EXERCISE BRIEF: Can you print all of the data below word for word, leaving out the pictures?

===============

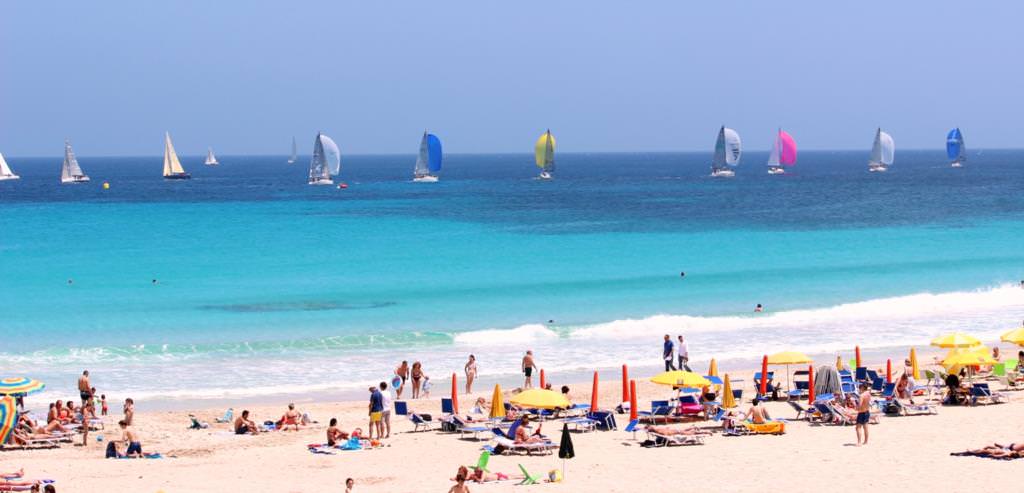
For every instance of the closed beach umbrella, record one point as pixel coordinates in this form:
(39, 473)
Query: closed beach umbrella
(913, 365)
(497, 403)
(680, 378)
(593, 395)
(787, 358)
(826, 381)
(19, 386)
(728, 401)
(540, 399)
(955, 339)
(8, 417)
(565, 450)
(1015, 336)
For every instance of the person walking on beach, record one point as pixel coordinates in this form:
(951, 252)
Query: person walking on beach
(683, 350)
(527, 369)
(863, 413)
(470, 373)
(376, 413)
(84, 388)
(667, 354)
(402, 372)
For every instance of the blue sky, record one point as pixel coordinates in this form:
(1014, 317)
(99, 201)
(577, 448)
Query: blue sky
(244, 77)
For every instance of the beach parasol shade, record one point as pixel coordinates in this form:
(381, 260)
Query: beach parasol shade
(8, 417)
(540, 399)
(1015, 336)
(19, 386)
(680, 378)
(955, 339)
(728, 400)
(497, 403)
(915, 369)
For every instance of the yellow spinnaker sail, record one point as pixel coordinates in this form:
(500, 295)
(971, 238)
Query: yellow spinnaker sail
(545, 150)
(171, 163)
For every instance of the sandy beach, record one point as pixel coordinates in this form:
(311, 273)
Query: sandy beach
(911, 453)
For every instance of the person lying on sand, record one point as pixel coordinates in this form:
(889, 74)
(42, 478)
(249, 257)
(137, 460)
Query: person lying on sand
(244, 425)
(672, 430)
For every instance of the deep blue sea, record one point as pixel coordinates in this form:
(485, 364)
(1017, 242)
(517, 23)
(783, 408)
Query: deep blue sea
(268, 286)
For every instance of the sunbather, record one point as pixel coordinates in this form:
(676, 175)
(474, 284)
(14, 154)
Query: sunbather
(673, 430)
(244, 425)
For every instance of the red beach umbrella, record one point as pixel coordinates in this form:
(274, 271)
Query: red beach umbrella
(455, 394)
(810, 384)
(764, 375)
(633, 400)
(626, 383)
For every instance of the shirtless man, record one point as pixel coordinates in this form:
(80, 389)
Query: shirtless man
(84, 388)
(863, 413)
(527, 369)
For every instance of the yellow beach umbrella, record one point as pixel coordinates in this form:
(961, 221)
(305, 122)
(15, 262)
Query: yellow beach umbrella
(680, 378)
(955, 339)
(497, 403)
(540, 399)
(1015, 336)
(728, 401)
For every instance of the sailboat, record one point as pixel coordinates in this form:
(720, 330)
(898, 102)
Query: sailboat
(172, 167)
(211, 160)
(295, 155)
(727, 152)
(71, 172)
(954, 148)
(882, 153)
(428, 163)
(783, 153)
(326, 162)
(5, 172)
(544, 153)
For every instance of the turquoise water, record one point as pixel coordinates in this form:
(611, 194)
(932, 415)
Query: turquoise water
(257, 272)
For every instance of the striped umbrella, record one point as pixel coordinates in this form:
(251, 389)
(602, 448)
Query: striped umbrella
(8, 416)
(19, 386)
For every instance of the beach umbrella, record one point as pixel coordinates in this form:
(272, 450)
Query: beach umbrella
(680, 378)
(497, 403)
(540, 399)
(728, 401)
(1015, 336)
(565, 450)
(593, 395)
(764, 375)
(810, 383)
(955, 339)
(8, 417)
(633, 400)
(787, 358)
(626, 383)
(455, 394)
(826, 381)
(19, 386)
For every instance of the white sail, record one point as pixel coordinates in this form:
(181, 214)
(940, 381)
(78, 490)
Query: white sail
(883, 151)
(5, 172)
(70, 171)
(172, 167)
(211, 160)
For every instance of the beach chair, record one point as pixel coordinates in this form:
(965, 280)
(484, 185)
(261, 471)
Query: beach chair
(227, 417)
(528, 479)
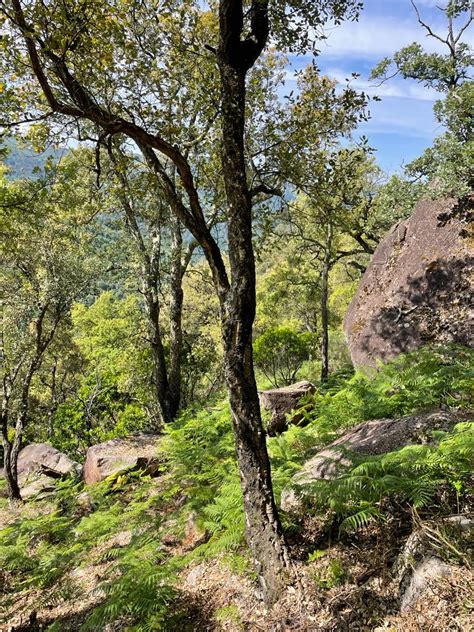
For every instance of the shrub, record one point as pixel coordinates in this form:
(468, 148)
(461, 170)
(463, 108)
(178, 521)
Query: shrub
(416, 475)
(280, 352)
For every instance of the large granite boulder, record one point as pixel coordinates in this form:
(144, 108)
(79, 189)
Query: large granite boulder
(371, 437)
(417, 288)
(138, 451)
(281, 401)
(44, 459)
(39, 465)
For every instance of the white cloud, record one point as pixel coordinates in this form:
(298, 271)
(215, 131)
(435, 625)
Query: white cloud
(374, 37)
(394, 88)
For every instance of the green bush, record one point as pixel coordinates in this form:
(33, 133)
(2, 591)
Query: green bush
(438, 476)
(280, 352)
(425, 379)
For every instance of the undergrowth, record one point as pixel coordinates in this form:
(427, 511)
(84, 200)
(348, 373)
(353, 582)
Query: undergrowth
(139, 587)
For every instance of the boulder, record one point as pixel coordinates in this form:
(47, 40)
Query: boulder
(39, 465)
(418, 569)
(135, 452)
(281, 401)
(371, 437)
(36, 485)
(42, 458)
(417, 288)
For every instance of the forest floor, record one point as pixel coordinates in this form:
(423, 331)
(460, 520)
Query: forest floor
(351, 584)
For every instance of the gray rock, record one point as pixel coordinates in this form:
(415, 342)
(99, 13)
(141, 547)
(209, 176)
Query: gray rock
(417, 288)
(281, 401)
(36, 485)
(418, 569)
(371, 437)
(423, 578)
(43, 458)
(117, 455)
(463, 523)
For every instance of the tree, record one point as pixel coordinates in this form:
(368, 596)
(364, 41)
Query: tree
(447, 165)
(280, 352)
(91, 65)
(40, 277)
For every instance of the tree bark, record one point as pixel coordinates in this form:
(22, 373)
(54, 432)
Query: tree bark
(324, 305)
(13, 489)
(176, 314)
(263, 528)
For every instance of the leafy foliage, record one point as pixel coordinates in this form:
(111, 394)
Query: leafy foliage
(280, 352)
(418, 475)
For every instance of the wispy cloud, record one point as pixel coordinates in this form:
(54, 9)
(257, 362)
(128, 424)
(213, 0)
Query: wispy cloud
(400, 88)
(374, 37)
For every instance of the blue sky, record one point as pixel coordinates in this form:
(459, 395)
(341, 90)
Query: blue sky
(402, 124)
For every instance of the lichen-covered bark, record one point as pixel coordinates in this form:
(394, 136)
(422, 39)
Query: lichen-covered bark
(263, 529)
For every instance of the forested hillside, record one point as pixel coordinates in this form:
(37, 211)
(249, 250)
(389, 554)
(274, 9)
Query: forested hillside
(237, 363)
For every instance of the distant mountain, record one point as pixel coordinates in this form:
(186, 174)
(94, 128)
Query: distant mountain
(26, 163)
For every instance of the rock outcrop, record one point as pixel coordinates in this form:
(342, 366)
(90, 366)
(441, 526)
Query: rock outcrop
(419, 565)
(43, 458)
(135, 452)
(39, 465)
(371, 437)
(281, 401)
(417, 288)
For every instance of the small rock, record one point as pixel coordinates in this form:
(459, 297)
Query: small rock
(281, 401)
(371, 437)
(135, 452)
(424, 576)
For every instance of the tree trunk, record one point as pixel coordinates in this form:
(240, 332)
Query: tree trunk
(9, 466)
(176, 312)
(263, 528)
(324, 323)
(324, 306)
(160, 377)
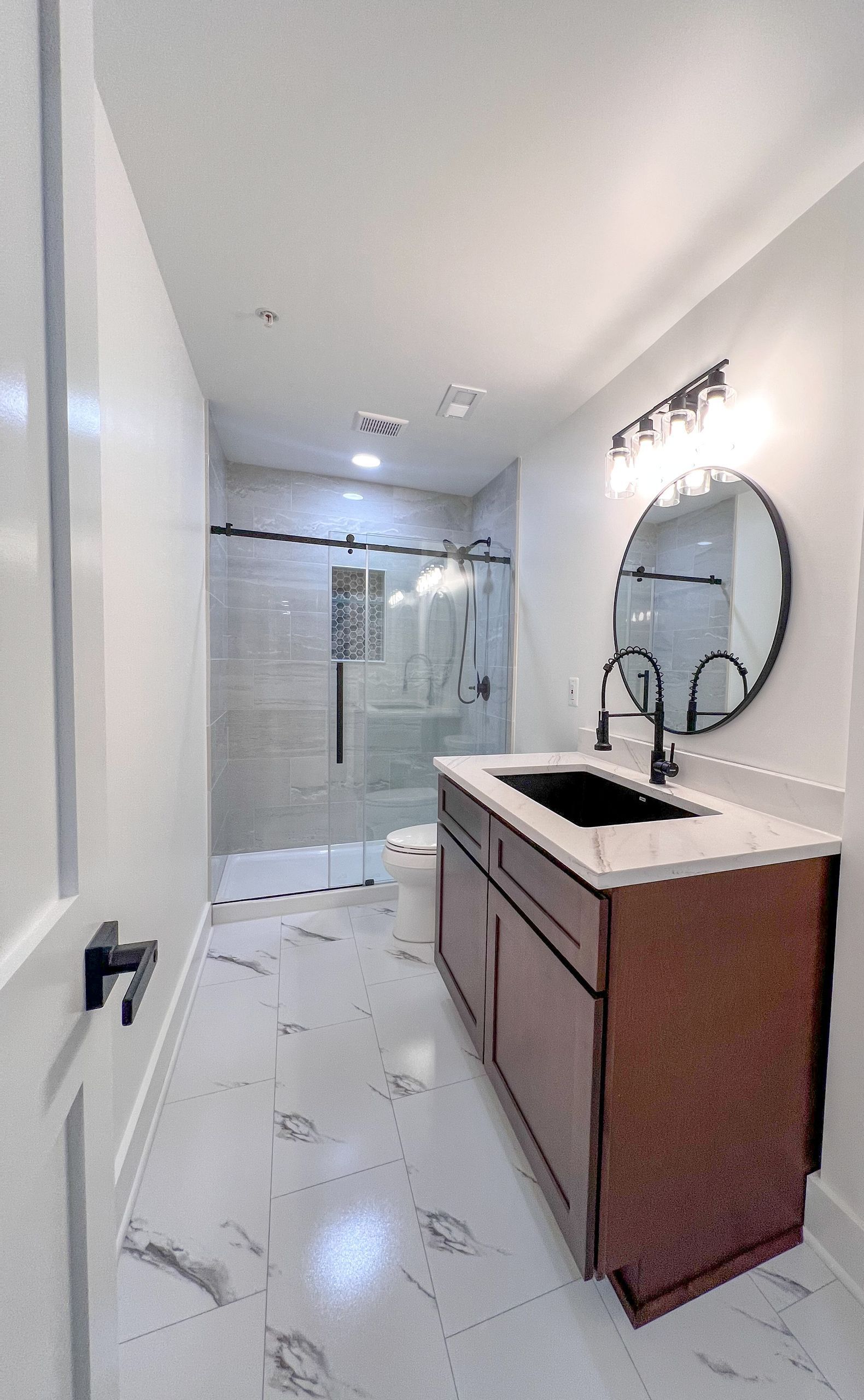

===============

RESPONSE BELOW:
For every instance of the closed beach umbrella, record one point as pixel coordinates in this form:
(39, 473)
Query: closed beach umbrella
(913, 365)
(497, 403)
(680, 378)
(593, 395)
(787, 358)
(826, 381)
(19, 386)
(728, 401)
(540, 399)
(955, 339)
(8, 417)
(565, 450)
(1015, 336)
For every instance of the person walking on beach, record one point as pixel coordinates in this form:
(951, 252)
Query: person walking on beach
(683, 350)
(527, 369)
(863, 413)
(470, 373)
(376, 413)
(84, 388)
(667, 354)
(402, 372)
For every instance of the blue sky, record one point as pixel coordinates in this form:
(1014, 317)
(99, 201)
(577, 448)
Query: blue sky
(244, 77)
For every instance of the beach parasol shade, record one point as pixel coordinates in this form:
(381, 260)
Query: beach parasol shade
(8, 417)
(540, 399)
(1015, 336)
(19, 386)
(680, 378)
(955, 339)
(728, 400)
(497, 403)
(915, 369)
For every instance of the yellow spinnaker sail, record one point as pixel coordinates in this form:
(500, 295)
(971, 238)
Query: yellow spinnaker sail
(545, 150)
(171, 163)
For every instance of the sandy beach, record one point as pixel coordinates in this form:
(311, 273)
Query: sandy beach
(911, 453)
For every instance of the person lying on sand, record one point as pixel coordinates in this form:
(889, 74)
(42, 478)
(249, 257)
(137, 460)
Query: person lying on sand
(244, 425)
(672, 430)
For every instance of the deep blue sea, record one point as pixel coordinates in this form:
(485, 364)
(1017, 242)
(517, 23)
(783, 408)
Query: deep blue sea
(268, 286)
For every instance of the sunbather, record one point as pixel coordinates in this form:
(676, 175)
(474, 284)
(14, 154)
Query: sunbather
(673, 430)
(244, 425)
For every instance of the red beach umbrella, record one point as pixel coordinates in this form:
(274, 271)
Query: red beach umbrella
(455, 394)
(810, 384)
(764, 375)
(633, 400)
(626, 383)
For every instance of the shirtless man, record one point as pixel coordinates in this form:
(80, 389)
Query: shirtless man
(84, 388)
(863, 413)
(527, 369)
For every instance of the yellow beach umbrella, record one point as pixel coordinates in this form:
(961, 221)
(305, 122)
(15, 262)
Query: yellow beach umbrella
(680, 378)
(955, 339)
(497, 403)
(540, 399)
(1015, 336)
(728, 401)
For every instance of the sailboat, record one point as pixel coordinates in this form:
(720, 330)
(898, 102)
Query: sailboat
(172, 167)
(211, 160)
(295, 155)
(727, 152)
(71, 172)
(954, 148)
(882, 153)
(428, 163)
(783, 153)
(326, 162)
(5, 172)
(544, 153)
For every instance of the turquoise water, record one point as pixel coordinates in this form:
(611, 194)
(932, 415)
Query: turquoise water
(257, 272)
For every instance of the striped umbrella, record one point as pixel coordinates in this form:
(251, 389)
(602, 448)
Query: striped umbrella
(8, 416)
(19, 386)
For every instance of the beach umbrella, record one point as pixel coordinates in this form:
(272, 450)
Query: beach umbrella
(680, 378)
(497, 403)
(540, 399)
(728, 401)
(1015, 336)
(565, 450)
(593, 395)
(764, 375)
(810, 383)
(955, 339)
(8, 417)
(633, 400)
(787, 358)
(626, 383)
(455, 394)
(826, 381)
(19, 386)
For every instance of the white sail, record one point as pixel coordinates in this form:
(181, 214)
(940, 381)
(78, 490)
Query: white sail
(883, 151)
(5, 172)
(70, 171)
(172, 167)
(211, 160)
For every instance of the beach chair, record one point as pixel coordinates in this form:
(965, 280)
(484, 185)
(261, 471)
Query: beach chair
(227, 417)
(528, 479)
For every instance of the shrub, record one point as pixel coordinates in this form:
(468, 148)
(461, 170)
(463, 108)
(178, 521)
Query: shrub
(416, 475)
(280, 352)
For every instance of the large granite boulder, record one point as pixel coordinates in this form:
(144, 108)
(79, 189)
Query: large granite boulder
(371, 437)
(417, 288)
(138, 451)
(281, 401)
(44, 459)
(39, 465)
For every instance of the white cloud, record one point as pixel coordinates in this form:
(298, 271)
(215, 131)
(435, 625)
Query: white cloud
(374, 37)
(394, 88)
For every instance of the green bush, record one point as pixel coordinates in this form:
(33, 133)
(2, 591)
Query: green bush
(438, 476)
(280, 352)
(425, 379)
For every instance of the undergrowth, record one point as pixel coordinates in this form:
(427, 511)
(84, 200)
(348, 373)
(353, 582)
Query: undergrowth
(139, 587)
For every instance of the boulder, record one point as pixel coordinates in this form:
(47, 40)
Query: boulder
(39, 465)
(418, 569)
(135, 452)
(281, 401)
(371, 437)
(36, 485)
(42, 458)
(417, 288)
For every instance of the forest floor, record one point as pixel coordinates in this form:
(423, 331)
(460, 520)
Query: forest floor
(351, 584)
For every instance of the gray rock, record one point as pixel coordinates in this form:
(415, 342)
(99, 13)
(141, 547)
(209, 176)
Query: gray rock
(417, 288)
(281, 401)
(36, 485)
(418, 569)
(371, 437)
(423, 578)
(43, 458)
(117, 455)
(463, 523)
For every instance of the tree, record one point as pixel coordinates in this form:
(368, 596)
(364, 41)
Query: tree
(447, 165)
(280, 352)
(91, 65)
(40, 277)
For every instance of the tree bark, record one point as pixel coordinates in this form:
(22, 373)
(54, 432)
Query: tree bark
(324, 305)
(13, 489)
(176, 314)
(263, 528)
For every instance of the leafy foliage, record one point as pixel coordinates in this form:
(111, 394)
Query: leafy foliage
(280, 352)
(418, 475)
For every instance of the wispy cloud, record one point as pixel coordinates in this form:
(54, 9)
(257, 362)
(128, 424)
(213, 0)
Query: wispy cloud
(400, 88)
(374, 37)
For every instance of the blue sky, record one point as pixel coordinates in this form:
(459, 395)
(341, 90)
Query: blue sky
(402, 124)
For every instance of the lichen-covered bark, record one point as pixel coordinates in this form:
(394, 136)
(422, 39)
Query: lichen-covered bark
(263, 529)
For every instance of the forested hillside, record one point as pixel coordinates in this form:
(37, 211)
(249, 250)
(389, 554)
(274, 9)
Query: forested hillside
(237, 363)
For every instance of the distant mountain, record one point as pixel coordinates in this form:
(186, 174)
(94, 128)
Query: distant mountain
(26, 163)
For every instance of the rock outcrop, record one point as pixel coordinates in this form:
(342, 366)
(90, 366)
(441, 526)
Query: rock outcrop
(419, 565)
(43, 458)
(135, 452)
(39, 465)
(371, 437)
(281, 401)
(417, 288)
For every instance of the small rock, record one point as pixel coordinates in this form:
(459, 297)
Query: small rock
(281, 401)
(371, 437)
(135, 452)
(424, 576)
For every instance of the tree trunk, record one point as pixel coordinates in this form:
(240, 332)
Query: tree trunk
(9, 466)
(176, 312)
(263, 528)
(324, 323)
(324, 306)
(160, 377)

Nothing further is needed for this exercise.